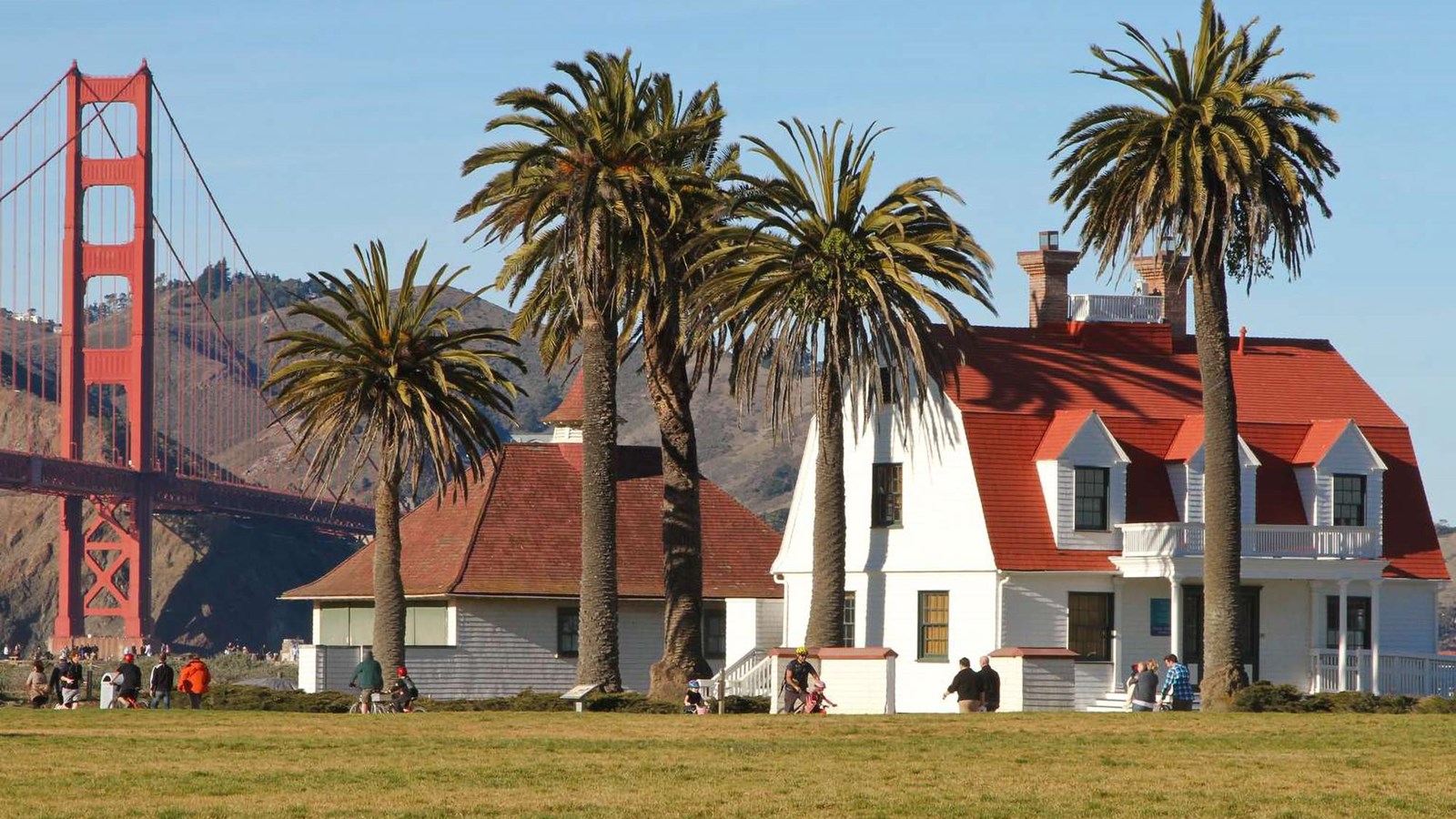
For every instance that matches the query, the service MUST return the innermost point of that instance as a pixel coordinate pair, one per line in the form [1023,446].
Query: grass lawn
[271,763]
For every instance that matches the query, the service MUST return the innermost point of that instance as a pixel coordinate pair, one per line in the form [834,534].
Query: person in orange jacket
[194,680]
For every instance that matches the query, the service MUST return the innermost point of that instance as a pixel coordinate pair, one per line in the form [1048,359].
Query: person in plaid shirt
[1177,687]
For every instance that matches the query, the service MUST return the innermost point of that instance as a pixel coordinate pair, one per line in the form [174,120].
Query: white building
[491,581]
[1053,497]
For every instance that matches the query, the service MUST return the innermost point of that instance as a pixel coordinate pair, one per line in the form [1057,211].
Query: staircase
[752,675]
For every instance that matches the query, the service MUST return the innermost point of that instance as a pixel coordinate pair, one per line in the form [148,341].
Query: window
[885,506]
[427,624]
[1089,625]
[935,625]
[888,390]
[1349,500]
[1358,622]
[567,624]
[1091,499]
[715,632]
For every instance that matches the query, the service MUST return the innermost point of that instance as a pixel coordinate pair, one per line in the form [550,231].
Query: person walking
[160,683]
[990,685]
[967,688]
[35,685]
[194,680]
[797,681]
[1145,688]
[369,678]
[1177,685]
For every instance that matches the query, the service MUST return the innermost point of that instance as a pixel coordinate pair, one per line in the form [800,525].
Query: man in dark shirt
[967,688]
[990,685]
[797,681]
[128,681]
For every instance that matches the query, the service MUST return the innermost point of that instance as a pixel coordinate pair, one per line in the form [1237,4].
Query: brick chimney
[1048,267]
[1167,274]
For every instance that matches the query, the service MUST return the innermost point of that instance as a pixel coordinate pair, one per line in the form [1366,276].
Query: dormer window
[1091,499]
[1350,500]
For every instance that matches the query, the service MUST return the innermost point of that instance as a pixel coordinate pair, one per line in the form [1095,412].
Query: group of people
[1143,693]
[369,678]
[67,673]
[976,690]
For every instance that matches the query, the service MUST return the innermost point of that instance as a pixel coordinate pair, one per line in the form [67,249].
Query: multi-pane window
[935,625]
[885,500]
[567,624]
[1089,625]
[715,632]
[1091,486]
[1358,622]
[1349,500]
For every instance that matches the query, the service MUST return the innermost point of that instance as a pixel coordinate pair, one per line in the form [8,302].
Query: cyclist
[128,681]
[404,691]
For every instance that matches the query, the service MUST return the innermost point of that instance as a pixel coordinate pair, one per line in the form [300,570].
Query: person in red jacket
[194,680]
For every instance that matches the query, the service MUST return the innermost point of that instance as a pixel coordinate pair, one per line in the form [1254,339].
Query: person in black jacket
[990,685]
[160,683]
[128,681]
[967,688]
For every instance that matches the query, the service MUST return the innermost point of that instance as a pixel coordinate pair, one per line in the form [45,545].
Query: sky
[322,124]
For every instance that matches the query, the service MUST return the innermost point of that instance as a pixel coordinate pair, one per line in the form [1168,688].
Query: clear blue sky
[327,123]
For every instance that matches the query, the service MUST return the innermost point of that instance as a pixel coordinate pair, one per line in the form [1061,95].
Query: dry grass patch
[267,763]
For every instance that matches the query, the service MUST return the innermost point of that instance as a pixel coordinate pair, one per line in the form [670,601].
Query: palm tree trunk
[672,395]
[389,586]
[1222,542]
[826,624]
[597,661]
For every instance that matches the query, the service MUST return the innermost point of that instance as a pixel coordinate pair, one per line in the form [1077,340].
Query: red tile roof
[1016,385]
[521,533]
[1321,436]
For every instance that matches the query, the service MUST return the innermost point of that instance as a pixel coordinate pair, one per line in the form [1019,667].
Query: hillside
[216,579]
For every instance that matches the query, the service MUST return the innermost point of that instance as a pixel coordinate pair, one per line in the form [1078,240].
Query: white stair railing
[749,676]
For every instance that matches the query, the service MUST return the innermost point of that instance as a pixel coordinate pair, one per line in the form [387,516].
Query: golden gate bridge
[133,343]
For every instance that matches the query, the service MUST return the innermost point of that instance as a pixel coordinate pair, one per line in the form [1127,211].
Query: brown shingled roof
[521,533]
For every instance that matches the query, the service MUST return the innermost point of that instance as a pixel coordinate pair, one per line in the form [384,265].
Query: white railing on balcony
[1412,675]
[1186,540]
[1106,308]
[752,675]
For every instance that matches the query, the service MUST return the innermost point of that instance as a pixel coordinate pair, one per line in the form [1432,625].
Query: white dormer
[1186,472]
[1084,481]
[1340,475]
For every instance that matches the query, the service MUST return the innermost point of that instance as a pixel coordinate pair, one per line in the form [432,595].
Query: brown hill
[215,577]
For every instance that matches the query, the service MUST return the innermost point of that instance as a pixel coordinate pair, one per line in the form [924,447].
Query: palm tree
[579,198]
[677,346]
[1227,164]
[395,375]
[820,274]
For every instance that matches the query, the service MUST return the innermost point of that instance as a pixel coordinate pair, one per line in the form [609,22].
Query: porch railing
[1412,675]
[1108,308]
[752,675]
[1186,540]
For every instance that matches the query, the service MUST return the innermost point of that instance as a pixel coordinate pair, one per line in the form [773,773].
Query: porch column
[1344,614]
[1317,634]
[1375,636]
[1117,634]
[1176,615]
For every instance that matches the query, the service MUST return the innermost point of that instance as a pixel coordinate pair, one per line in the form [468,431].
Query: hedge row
[1264,697]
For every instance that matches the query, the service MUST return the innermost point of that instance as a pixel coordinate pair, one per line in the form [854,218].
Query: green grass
[510,763]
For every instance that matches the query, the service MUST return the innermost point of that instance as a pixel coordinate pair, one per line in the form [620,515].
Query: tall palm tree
[1227,157]
[823,274]
[677,346]
[579,196]
[393,373]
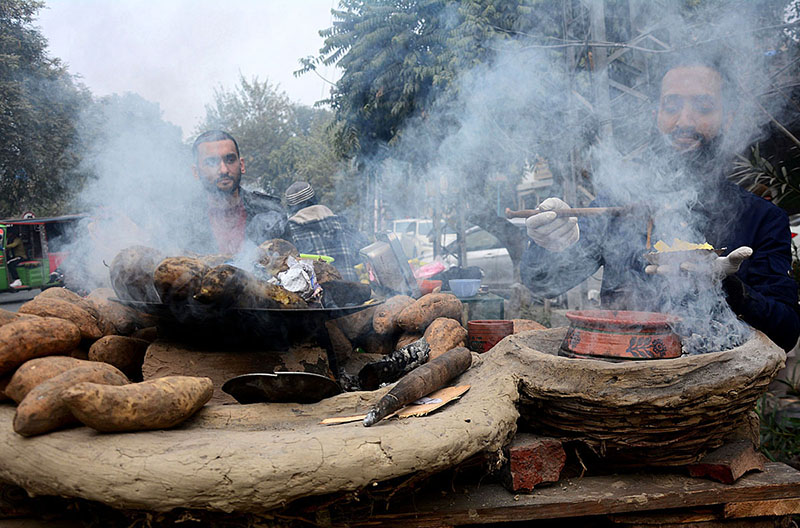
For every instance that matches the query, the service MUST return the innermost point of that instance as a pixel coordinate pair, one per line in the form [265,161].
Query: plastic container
[428,285]
[464,287]
[483,334]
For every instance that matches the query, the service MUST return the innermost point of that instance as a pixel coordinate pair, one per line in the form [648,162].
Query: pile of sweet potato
[399,321]
[65,360]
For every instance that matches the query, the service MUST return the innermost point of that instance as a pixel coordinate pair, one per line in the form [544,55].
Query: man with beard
[234,214]
[686,197]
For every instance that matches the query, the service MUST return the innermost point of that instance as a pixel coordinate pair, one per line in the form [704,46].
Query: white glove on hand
[720,268]
[551,232]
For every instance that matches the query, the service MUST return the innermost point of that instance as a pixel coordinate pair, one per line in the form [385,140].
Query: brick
[729,462]
[532,460]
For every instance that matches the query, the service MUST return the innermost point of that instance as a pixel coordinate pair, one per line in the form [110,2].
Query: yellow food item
[679,245]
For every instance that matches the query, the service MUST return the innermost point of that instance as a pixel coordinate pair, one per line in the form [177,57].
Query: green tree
[39,105]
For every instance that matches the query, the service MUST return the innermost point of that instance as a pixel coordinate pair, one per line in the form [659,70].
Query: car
[415,235]
[485,251]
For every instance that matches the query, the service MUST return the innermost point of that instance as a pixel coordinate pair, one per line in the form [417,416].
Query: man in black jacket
[752,275]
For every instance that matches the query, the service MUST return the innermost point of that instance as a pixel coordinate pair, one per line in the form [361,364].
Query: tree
[39,105]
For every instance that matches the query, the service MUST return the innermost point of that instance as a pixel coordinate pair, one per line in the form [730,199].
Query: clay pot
[484,334]
[620,335]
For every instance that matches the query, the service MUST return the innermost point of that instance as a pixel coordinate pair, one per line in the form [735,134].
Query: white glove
[720,267]
[551,232]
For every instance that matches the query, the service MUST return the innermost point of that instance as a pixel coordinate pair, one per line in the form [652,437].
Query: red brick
[533,460]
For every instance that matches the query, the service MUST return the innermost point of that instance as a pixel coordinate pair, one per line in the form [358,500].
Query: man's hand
[549,231]
[719,268]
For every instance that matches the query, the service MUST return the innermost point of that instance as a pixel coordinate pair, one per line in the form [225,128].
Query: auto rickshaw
[46,242]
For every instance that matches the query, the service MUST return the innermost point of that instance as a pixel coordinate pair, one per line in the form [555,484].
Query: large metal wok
[276,327]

**To do:**
Please print, unchanged, the part of the data that opens with the line containing "the form [735,134]." and closes with the last line of the data, including both of those lines.

**Problem solution:**
For every instance that matches the query, the service MUST return the innermost point of that instance as a pixel coordinate pair, one per line in the form [735,134].
Query: white glove
[720,267]
[551,232]
For every instance that matches the query, the service MUST return the innermost point of that instance as a pixel coordinate pair, one per line in the form [652,437].
Query: red brick
[533,460]
For every instance that matches the query, the service MUST return the innermost point of that instance as a pixel coordinate pair, one per line in the form [358,500].
Query: man's hand
[549,231]
[719,268]
For every instance that matches the query, the service MUST return the innermost point of that instance as a pixel coordinate pair, one per line in the form [225,128].
Query: auto rickshaw
[46,242]
For every instance that matches the query, the service MUST return the innermost point of that instance as a pixel coordinate pair, one per line in the form [555,484].
Query: large metal wok
[276,327]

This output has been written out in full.